Objective =
Locate every row below that contains the string "jeans" and copy each of those rows verbatim.

Material provided =
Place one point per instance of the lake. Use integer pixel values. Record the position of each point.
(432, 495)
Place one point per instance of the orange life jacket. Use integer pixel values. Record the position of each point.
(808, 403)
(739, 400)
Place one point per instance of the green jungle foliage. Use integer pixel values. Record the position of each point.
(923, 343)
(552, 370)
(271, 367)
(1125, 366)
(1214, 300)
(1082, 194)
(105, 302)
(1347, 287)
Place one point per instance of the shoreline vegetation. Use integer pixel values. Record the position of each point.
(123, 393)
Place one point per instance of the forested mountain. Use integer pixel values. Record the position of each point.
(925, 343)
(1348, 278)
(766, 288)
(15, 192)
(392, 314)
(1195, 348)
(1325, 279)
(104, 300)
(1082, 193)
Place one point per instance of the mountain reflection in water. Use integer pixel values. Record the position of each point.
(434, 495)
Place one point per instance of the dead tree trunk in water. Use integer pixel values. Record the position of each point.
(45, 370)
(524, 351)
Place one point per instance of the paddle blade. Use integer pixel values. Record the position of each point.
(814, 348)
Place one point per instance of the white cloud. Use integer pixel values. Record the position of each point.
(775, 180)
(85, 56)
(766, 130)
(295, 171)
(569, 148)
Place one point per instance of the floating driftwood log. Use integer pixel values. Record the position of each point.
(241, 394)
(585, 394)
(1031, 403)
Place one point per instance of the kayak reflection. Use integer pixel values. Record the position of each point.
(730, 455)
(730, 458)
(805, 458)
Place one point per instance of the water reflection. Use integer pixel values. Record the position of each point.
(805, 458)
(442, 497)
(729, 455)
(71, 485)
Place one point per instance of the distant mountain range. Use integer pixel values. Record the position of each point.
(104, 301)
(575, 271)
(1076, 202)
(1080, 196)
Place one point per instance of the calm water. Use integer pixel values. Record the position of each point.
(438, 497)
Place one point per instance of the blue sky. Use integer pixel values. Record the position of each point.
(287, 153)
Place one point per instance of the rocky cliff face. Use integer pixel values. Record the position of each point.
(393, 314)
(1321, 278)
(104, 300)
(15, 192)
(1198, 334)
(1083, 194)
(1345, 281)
...
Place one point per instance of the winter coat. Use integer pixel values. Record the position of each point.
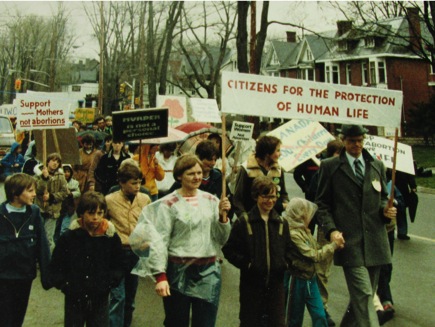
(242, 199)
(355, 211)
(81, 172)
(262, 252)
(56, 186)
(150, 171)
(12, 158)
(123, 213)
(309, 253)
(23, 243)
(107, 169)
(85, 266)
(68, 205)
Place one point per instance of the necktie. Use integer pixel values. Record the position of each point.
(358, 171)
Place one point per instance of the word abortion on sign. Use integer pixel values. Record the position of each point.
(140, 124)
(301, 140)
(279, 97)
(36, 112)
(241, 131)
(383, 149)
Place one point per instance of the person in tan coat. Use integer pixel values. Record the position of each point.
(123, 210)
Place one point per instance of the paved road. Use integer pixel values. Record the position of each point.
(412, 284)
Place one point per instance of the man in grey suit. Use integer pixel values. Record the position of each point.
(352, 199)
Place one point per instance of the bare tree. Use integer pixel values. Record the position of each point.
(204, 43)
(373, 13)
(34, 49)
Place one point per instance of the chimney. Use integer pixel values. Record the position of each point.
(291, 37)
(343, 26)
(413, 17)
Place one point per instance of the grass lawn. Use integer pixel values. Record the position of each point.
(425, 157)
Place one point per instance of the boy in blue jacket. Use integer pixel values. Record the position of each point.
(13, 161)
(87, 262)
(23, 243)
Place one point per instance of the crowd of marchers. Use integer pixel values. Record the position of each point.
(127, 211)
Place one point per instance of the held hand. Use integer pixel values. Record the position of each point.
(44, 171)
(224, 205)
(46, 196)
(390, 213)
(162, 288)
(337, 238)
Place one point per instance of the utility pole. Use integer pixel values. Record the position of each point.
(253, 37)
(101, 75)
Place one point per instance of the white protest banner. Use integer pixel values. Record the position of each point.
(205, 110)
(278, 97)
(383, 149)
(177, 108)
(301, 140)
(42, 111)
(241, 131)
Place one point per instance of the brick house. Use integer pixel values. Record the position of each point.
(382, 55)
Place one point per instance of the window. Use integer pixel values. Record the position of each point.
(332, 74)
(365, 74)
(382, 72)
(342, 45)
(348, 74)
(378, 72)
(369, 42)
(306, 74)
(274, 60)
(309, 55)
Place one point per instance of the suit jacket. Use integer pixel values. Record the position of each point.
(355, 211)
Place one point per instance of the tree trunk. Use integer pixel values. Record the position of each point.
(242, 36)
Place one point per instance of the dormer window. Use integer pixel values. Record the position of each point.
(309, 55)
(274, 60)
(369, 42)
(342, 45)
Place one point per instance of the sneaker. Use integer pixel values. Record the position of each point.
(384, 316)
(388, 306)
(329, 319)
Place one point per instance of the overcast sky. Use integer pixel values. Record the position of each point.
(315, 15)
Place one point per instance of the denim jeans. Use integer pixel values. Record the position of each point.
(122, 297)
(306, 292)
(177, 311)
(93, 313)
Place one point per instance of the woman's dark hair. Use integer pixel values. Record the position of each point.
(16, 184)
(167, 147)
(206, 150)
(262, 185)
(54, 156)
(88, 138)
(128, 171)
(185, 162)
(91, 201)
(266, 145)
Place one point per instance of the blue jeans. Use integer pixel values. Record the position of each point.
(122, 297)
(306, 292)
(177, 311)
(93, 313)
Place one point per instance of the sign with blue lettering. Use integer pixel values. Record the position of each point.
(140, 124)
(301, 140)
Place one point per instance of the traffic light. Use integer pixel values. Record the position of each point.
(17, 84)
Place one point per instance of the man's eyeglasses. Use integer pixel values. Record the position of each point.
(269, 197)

Solution to the exercise =
Place one point per instance of the denim jeans. Use integer pixel values. Record the position of each point.
Place one point per instance of the blue jeans. Use integer pixel values. Record the position of each point.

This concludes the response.